(A block of data)

— begin —

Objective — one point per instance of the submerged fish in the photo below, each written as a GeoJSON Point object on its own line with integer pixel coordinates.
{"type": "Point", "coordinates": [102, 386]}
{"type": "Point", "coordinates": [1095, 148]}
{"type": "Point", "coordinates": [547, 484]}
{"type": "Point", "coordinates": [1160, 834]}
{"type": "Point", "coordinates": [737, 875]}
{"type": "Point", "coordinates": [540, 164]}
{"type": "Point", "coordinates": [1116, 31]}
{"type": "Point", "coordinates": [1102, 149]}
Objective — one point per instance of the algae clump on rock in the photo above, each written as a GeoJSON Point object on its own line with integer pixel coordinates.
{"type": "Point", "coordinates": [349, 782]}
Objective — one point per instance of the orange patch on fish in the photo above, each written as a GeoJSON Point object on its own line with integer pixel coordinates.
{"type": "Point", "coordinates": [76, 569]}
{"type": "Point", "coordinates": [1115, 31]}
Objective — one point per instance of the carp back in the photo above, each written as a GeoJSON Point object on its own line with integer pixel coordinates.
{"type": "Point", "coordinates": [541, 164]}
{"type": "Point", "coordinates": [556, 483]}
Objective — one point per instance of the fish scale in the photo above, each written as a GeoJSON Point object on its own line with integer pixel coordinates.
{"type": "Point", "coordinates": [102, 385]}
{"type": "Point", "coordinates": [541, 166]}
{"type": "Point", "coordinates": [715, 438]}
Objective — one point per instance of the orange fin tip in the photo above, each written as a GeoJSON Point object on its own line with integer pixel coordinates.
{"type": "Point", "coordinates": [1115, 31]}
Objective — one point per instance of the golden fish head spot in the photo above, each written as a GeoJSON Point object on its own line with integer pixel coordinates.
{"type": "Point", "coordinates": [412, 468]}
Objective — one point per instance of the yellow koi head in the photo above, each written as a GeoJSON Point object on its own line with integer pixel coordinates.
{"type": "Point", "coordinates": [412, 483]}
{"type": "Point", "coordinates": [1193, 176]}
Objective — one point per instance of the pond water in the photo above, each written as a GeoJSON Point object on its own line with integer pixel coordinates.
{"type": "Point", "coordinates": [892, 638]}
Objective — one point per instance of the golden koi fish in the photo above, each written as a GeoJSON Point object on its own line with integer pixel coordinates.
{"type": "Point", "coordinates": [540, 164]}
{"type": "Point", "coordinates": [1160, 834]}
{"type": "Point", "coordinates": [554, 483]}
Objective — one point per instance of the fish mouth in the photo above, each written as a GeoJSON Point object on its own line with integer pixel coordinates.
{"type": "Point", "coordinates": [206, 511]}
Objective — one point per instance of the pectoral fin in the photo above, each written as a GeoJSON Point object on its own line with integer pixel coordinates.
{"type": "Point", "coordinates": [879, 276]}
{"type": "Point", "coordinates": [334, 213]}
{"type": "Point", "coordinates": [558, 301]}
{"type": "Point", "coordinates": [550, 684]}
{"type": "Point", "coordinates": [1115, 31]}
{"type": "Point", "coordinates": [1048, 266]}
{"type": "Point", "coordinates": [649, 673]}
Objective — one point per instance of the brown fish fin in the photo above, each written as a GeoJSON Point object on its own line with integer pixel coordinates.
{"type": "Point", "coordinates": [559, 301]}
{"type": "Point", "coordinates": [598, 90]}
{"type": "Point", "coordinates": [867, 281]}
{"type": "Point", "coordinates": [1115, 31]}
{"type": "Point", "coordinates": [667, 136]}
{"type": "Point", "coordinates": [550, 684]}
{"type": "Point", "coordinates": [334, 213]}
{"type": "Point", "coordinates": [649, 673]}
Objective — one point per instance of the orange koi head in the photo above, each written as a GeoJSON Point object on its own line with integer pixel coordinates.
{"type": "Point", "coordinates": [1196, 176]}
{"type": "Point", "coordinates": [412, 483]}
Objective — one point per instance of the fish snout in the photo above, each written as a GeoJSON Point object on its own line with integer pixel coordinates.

— end —

◆ Aim of the task
Lay out the lines above as a Markdown table with the columns "Row" and "Line," covering only the line that contains "Objective — one point per instance of the orange koi" through the end of the records, with blank lines left out.

◆ Response
| Row | Line |
|---|---|
| 1 | Objective — one point per instance of the orange koi head in the photo above, each written as a GeoJSON Point object on its own line with integer pixel coordinates. |
| 2 | {"type": "Point", "coordinates": [1196, 176]} |
| 3 | {"type": "Point", "coordinates": [412, 483]} |
| 4 | Objective — one point per instance of the fish snout in the photo above, each written as a GeoJSON Point object on its own line with integer pixel coordinates. |